REQUIREMENT
Below are lines of data; restate word for word those running from the line containing "Target: white railing" to the line containing "Target: green shrub", inclusive, and no others.

Collected data entries
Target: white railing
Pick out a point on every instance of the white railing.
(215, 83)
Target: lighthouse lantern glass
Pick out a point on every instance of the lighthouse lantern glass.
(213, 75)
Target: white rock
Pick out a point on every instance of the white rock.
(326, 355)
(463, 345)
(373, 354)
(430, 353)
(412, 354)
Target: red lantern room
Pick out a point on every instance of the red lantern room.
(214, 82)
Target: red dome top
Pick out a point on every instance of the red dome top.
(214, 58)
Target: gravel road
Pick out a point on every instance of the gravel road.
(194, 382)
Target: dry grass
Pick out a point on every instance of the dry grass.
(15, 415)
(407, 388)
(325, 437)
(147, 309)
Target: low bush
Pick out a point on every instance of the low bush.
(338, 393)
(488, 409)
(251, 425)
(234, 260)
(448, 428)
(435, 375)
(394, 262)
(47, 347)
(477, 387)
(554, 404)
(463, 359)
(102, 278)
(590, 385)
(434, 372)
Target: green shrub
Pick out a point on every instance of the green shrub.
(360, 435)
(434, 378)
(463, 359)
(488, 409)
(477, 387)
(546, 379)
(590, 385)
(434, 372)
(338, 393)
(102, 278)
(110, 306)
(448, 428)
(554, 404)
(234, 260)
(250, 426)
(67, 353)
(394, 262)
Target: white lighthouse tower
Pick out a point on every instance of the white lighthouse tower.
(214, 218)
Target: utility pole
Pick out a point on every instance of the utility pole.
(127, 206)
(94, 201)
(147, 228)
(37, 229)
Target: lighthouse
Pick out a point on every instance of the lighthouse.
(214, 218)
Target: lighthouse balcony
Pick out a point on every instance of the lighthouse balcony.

--

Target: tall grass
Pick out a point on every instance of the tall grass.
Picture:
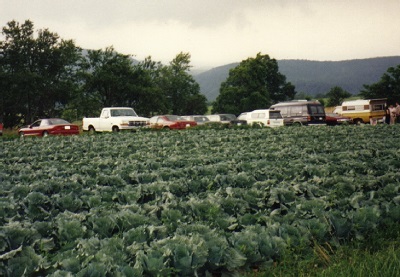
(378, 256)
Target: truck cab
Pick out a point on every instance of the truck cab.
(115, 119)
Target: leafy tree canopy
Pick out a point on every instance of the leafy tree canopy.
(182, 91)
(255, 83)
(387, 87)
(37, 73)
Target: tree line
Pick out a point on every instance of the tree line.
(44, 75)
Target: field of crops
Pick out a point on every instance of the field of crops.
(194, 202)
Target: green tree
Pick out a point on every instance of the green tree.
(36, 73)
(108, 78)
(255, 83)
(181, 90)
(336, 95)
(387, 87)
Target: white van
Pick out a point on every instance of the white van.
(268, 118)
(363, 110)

EXERCISE SOLUTION
Target: white railing
Pick out a point on every instance of the white railing.
(215, 83)
Target: lighthouse lantern glass
Pick out a point on every instance of the lighthouse lantern glass.
(213, 75)
Target: white rock
Pick out a point on every instance of the white rock.
(326, 355)
(463, 345)
(373, 354)
(430, 353)
(412, 354)
Target: red lantern room
Pick out a point on every instance of the red lantern room.
(214, 82)
Target: red dome top
Pick out a point on every instance of the red dome top.
(214, 58)
Target: gravel road
Pick out a point on every instance of the gravel road.
(194, 382)
Target: dry grass
Pick out a point on every instance of the dry grass.
(15, 415)
(407, 388)
(325, 437)
(147, 309)
Target: low bush
Pick out a point on every instance of the low bush.
(338, 393)
(488, 409)
(251, 425)
(234, 260)
(448, 428)
(435, 375)
(394, 262)
(47, 347)
(477, 387)
(554, 404)
(463, 359)
(102, 278)
(590, 385)
(434, 372)
Target: green shrub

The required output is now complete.